WHAT YOU HAVE TO DO
Reproduce word for word the lines that begin with the one containing "of the door" and end with the one containing "pixel 420 149". Include both of those lines.

RECORDS PROVIDED
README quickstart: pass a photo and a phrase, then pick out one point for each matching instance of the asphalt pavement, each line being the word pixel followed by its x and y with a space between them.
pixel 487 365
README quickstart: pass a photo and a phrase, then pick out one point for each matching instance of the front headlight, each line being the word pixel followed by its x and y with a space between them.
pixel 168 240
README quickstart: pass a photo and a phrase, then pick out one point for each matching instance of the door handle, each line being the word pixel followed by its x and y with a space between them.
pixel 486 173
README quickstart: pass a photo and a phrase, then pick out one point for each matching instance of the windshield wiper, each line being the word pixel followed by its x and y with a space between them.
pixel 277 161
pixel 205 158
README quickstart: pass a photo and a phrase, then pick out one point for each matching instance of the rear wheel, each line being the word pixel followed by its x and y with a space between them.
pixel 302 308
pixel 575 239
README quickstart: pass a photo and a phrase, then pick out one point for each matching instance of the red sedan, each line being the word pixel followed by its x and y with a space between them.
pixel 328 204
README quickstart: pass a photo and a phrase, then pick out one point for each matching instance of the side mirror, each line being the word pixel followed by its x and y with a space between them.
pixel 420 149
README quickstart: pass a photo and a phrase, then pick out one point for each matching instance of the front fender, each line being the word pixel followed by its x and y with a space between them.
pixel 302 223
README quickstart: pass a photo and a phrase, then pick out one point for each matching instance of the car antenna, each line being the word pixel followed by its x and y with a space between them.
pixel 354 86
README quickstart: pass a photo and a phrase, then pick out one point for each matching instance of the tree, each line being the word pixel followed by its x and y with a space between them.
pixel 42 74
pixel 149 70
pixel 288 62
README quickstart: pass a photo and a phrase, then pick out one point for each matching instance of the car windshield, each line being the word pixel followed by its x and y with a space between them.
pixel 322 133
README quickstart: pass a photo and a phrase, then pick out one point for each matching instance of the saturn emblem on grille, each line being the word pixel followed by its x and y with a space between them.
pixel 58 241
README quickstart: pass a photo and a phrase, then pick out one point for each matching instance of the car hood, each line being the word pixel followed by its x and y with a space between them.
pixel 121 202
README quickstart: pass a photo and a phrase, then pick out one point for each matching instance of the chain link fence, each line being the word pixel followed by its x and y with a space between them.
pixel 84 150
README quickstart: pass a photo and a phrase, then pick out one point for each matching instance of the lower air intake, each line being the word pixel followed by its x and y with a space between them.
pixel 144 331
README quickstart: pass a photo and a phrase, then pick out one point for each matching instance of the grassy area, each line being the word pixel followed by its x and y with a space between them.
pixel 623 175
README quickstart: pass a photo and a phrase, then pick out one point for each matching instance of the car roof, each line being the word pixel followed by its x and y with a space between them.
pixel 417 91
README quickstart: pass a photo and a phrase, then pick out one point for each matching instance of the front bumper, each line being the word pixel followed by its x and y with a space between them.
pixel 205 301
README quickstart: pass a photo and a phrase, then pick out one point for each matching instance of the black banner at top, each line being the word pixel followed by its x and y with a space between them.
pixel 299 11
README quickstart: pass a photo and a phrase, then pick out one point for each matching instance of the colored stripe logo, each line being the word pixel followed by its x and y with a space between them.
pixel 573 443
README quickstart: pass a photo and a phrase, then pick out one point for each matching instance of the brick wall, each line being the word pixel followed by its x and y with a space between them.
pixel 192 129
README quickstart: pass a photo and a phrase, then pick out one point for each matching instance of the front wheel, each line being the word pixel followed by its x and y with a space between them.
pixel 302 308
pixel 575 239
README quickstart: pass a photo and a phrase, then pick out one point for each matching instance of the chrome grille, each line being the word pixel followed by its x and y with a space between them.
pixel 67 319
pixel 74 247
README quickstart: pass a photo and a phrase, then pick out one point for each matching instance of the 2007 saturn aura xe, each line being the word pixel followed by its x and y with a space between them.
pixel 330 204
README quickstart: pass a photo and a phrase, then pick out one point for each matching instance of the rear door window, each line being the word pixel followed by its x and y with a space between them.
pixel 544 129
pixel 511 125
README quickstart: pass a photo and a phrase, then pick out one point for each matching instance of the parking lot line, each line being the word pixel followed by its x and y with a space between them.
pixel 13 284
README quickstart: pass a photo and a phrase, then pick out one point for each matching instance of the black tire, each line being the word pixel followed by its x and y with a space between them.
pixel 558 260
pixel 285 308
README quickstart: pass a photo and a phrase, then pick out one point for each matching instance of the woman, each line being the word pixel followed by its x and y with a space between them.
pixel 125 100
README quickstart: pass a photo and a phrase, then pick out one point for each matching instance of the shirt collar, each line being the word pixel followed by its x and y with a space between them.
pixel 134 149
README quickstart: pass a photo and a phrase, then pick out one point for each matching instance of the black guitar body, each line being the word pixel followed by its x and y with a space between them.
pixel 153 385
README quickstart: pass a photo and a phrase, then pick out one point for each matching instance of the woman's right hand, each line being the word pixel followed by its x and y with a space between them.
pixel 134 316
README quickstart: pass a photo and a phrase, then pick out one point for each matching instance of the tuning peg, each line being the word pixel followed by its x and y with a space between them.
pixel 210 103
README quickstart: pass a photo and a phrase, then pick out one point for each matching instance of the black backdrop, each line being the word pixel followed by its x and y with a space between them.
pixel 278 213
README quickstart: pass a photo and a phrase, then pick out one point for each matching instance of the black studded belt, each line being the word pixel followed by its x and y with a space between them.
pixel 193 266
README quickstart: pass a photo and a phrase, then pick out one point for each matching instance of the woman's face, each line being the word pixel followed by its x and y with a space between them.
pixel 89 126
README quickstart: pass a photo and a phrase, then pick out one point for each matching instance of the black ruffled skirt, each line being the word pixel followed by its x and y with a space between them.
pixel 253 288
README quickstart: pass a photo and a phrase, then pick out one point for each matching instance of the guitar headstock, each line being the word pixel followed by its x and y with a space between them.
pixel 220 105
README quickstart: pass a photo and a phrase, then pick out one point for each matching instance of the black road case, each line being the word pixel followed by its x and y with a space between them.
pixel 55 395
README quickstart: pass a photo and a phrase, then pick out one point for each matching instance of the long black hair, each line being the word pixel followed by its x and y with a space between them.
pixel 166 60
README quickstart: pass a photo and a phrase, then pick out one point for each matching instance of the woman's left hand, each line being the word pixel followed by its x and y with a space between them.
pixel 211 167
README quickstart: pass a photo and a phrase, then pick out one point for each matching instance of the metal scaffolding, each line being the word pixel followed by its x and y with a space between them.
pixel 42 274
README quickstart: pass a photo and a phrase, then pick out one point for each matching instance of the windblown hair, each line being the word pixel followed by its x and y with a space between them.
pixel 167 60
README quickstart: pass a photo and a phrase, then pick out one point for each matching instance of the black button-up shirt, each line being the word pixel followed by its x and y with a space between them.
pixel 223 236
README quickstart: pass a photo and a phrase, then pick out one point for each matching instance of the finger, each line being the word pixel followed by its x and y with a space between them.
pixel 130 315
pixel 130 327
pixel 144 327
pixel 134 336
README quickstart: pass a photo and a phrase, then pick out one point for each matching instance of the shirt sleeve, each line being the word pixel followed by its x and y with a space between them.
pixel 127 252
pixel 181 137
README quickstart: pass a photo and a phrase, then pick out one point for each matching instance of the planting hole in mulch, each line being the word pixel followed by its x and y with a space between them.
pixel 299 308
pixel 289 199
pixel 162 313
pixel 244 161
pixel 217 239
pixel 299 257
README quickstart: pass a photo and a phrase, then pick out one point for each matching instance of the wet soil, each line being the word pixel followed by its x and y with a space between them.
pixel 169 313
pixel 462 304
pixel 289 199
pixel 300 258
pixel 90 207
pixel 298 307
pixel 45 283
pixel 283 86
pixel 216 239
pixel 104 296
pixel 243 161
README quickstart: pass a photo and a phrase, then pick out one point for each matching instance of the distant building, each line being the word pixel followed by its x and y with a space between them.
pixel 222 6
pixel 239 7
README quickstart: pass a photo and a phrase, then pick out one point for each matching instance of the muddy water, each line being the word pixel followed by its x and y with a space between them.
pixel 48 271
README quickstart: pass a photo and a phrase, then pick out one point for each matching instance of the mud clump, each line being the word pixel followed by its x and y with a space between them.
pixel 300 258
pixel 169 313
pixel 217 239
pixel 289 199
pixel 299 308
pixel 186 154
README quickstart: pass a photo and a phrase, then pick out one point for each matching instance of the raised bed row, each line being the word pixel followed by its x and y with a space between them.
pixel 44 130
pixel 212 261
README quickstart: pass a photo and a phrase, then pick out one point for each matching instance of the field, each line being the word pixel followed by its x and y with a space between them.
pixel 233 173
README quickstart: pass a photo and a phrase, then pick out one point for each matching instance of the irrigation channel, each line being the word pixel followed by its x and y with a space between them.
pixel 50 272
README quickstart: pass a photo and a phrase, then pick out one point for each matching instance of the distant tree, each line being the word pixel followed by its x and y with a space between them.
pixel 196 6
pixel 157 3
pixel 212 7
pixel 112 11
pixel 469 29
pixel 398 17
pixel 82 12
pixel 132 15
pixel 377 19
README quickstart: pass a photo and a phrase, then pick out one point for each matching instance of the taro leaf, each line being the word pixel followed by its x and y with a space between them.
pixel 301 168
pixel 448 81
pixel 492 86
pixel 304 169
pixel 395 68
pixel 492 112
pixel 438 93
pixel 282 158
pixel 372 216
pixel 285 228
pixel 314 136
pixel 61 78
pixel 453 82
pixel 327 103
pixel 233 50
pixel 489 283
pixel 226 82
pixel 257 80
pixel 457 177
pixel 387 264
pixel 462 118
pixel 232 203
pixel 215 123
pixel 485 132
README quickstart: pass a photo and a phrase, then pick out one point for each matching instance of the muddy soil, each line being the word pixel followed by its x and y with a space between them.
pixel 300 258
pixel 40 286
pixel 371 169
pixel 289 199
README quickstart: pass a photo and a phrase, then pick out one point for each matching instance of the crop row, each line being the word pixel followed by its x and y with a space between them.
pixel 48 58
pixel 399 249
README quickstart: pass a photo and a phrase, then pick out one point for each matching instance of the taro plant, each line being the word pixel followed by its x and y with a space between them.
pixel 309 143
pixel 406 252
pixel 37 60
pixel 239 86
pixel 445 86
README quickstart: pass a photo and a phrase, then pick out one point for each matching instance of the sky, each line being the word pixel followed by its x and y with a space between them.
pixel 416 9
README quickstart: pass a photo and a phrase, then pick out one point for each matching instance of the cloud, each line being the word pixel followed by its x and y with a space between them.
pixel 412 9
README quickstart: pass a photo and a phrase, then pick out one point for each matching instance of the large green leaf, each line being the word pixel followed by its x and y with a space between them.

RESULT OF THE EXERCISE
README quickstart: pass a photo and a phrase, then pick out one point for each matching instance of the door handle, each line being the word pixel followed by its x and y with a space between them.
pixel 486 173
README quickstart: pass a photo and a phrase, then pick out one point for each matching instance of the windshield wiper, each line being the word pixel followed by its x and y with a space between them.
pixel 277 161
pixel 205 158
README quickstart: pass a photo and a phrase, then pick out one point for each matching instance of the rear wheel, each line being the word pixel followed by its x and y with a space between them.
pixel 302 308
pixel 575 239
README quickstart: pass a photo and a phrase, then pick out one point for each matching instance of the red sedan, each line being the word pixel followed by its x and y with a space between them.
pixel 328 204
README quickstart: pass a photo and a phrase, then pick out one point for each matching instance of the side mirror, each line being the word pixel followed by its x and y with a space between them.
pixel 420 149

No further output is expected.